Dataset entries

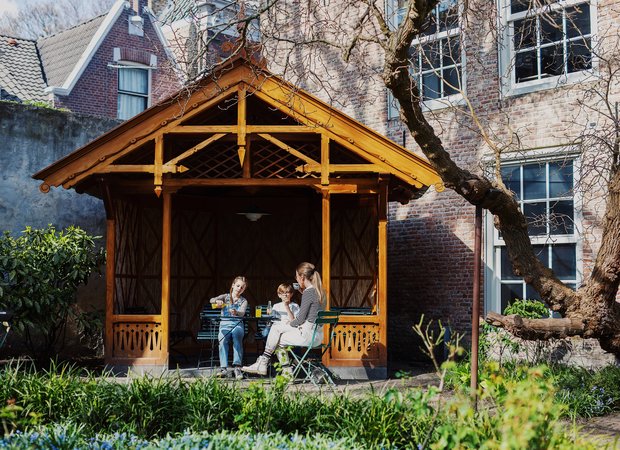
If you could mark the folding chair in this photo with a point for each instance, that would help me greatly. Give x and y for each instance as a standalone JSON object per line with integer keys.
{"x": 209, "y": 329}
{"x": 309, "y": 365}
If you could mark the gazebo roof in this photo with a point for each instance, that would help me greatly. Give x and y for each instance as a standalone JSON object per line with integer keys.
{"x": 205, "y": 131}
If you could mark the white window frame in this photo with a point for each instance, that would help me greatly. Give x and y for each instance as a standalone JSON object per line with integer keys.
{"x": 507, "y": 53}
{"x": 149, "y": 72}
{"x": 493, "y": 242}
{"x": 394, "y": 13}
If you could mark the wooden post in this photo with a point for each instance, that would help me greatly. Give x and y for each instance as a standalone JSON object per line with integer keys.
{"x": 110, "y": 282}
{"x": 158, "y": 164}
{"x": 382, "y": 271}
{"x": 326, "y": 258}
{"x": 165, "y": 272}
{"x": 244, "y": 159}
{"x": 324, "y": 160}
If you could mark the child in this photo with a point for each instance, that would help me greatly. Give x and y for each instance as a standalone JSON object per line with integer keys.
{"x": 231, "y": 326}
{"x": 298, "y": 332}
{"x": 285, "y": 310}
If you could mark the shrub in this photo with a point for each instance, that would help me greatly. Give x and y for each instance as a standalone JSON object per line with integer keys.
{"x": 40, "y": 272}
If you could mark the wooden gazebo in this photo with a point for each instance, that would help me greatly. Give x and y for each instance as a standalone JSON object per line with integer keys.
{"x": 178, "y": 180}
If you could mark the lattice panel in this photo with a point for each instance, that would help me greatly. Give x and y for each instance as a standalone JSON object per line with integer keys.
{"x": 270, "y": 161}
{"x": 138, "y": 258}
{"x": 193, "y": 267}
{"x": 356, "y": 341}
{"x": 354, "y": 252}
{"x": 219, "y": 160}
{"x": 136, "y": 340}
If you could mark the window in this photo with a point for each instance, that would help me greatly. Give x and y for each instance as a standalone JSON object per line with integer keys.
{"x": 545, "y": 193}
{"x": 548, "y": 39}
{"x": 435, "y": 55}
{"x": 133, "y": 91}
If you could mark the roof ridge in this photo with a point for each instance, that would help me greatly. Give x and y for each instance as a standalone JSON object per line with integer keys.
{"x": 73, "y": 27}
{"x": 16, "y": 37}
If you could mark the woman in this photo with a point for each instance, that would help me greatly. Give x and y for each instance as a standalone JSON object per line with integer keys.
{"x": 297, "y": 332}
{"x": 231, "y": 326}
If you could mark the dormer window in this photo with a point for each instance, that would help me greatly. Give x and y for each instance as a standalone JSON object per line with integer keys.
{"x": 133, "y": 91}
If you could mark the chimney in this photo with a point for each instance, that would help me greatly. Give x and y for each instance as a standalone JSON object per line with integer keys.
{"x": 157, "y": 6}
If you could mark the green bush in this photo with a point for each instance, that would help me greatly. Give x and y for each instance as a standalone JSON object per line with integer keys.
{"x": 528, "y": 309}
{"x": 40, "y": 272}
{"x": 173, "y": 412}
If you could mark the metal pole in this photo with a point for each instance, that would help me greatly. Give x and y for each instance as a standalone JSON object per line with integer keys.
{"x": 475, "y": 311}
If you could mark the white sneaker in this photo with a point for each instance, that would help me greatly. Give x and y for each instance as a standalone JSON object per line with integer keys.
{"x": 259, "y": 367}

(WHAT IS EXPECTED)
Your answer must be the records above, word for word, with every picture left out.

(YOUR SOLUTION)
If you could mark the folding chair in this photo with a point for each instance, that would help me greatly. Give x and y for each instance as a standalone JSON object per line with integer keys.
{"x": 209, "y": 329}
{"x": 309, "y": 365}
If you could mark the gazebo roof in this photo with a point for each instance, that would help me greatly. Give x and y for each instance as a standalone JSON object per line with integer keys.
{"x": 205, "y": 131}
If you could mark the white window frame in this photo with a point for each instance, that would help me greatly. Give x and y for each instance as a standalone JSON object per line with integer keys.
{"x": 507, "y": 53}
{"x": 149, "y": 72}
{"x": 493, "y": 242}
{"x": 394, "y": 13}
If you could mark the wooden post in this photo with a point for each instance, that would help me greatly. Give x and y for each instance as a standalone JSON object per line with integer keys.
{"x": 110, "y": 282}
{"x": 158, "y": 164}
{"x": 382, "y": 271}
{"x": 326, "y": 258}
{"x": 165, "y": 272}
{"x": 244, "y": 159}
{"x": 324, "y": 160}
If you could mark the child in this photo with a point for each instance, that would help me greatly. Give x and y for each instance as a standalone JSON object per line with integer keys.
{"x": 231, "y": 326}
{"x": 298, "y": 332}
{"x": 285, "y": 310}
If you could mark the shrub in this photo with a point for each instance, that would help me greatly. Give x and y for each instance as a standalone JSON object per line with integer keys.
{"x": 40, "y": 272}
If you could mark the wooden gazebo in this photo with a point for each instance, that would help me greatly. Give x and y for each instance as a standalone JSON object per line with integer keys.
{"x": 178, "y": 180}
If you could mark the lattice panel in this photo with a point for each instance, that would help me greatly. Give x and y for each instance as a standalone JSON object per line with integer keys.
{"x": 270, "y": 161}
{"x": 138, "y": 258}
{"x": 193, "y": 267}
{"x": 356, "y": 341}
{"x": 354, "y": 252}
{"x": 219, "y": 160}
{"x": 136, "y": 340}
If you could mark the window in this photo with a point for each instance, that would help me greatly. Give x and y for each instance as a standalone JSON object per line with integer keys.
{"x": 545, "y": 193}
{"x": 548, "y": 39}
{"x": 435, "y": 55}
{"x": 133, "y": 91}
If you could mark the roof ridge in this photo with a point for each instance, that would help me greatly. Give x and y for each instance as a standalone JSON object per line with integer keys.
{"x": 73, "y": 27}
{"x": 16, "y": 37}
If you could mark the woman in this photo with a point for each instance, that would help me greatly. Give x and y for each instance as a standalone JSON object per line with integer keys.
{"x": 297, "y": 332}
{"x": 231, "y": 326}
If you could mark the dormer window in this photo with a point for each instance, that would help me greatly. Give x and y for each instance as a standalone JSON object per line with integer keys.
{"x": 133, "y": 91}
If you could mark the chimney in this photo with a point for each instance, that would help me greatly. Give x and y for each instance as a standalone JSON object per line with integer keys.
{"x": 157, "y": 6}
If you could mark the green bush in this photo with a point for each instance, that would help me greatly. Give x and y for each instance as a standalone JSON object per line with integer keys.
{"x": 528, "y": 309}
{"x": 40, "y": 272}
{"x": 173, "y": 412}
If you could mark the metal pole in this photo with a point for each instance, that would help me greatly. Give x and y for each instance as a standalone JSON object per line with integer keys.
{"x": 475, "y": 311}
If you could mark the white sneaker in this photo with a point for each instance, that would help me greatly. Give x and y for each instance as a standalone JSON object per line with integer keys.
{"x": 259, "y": 367}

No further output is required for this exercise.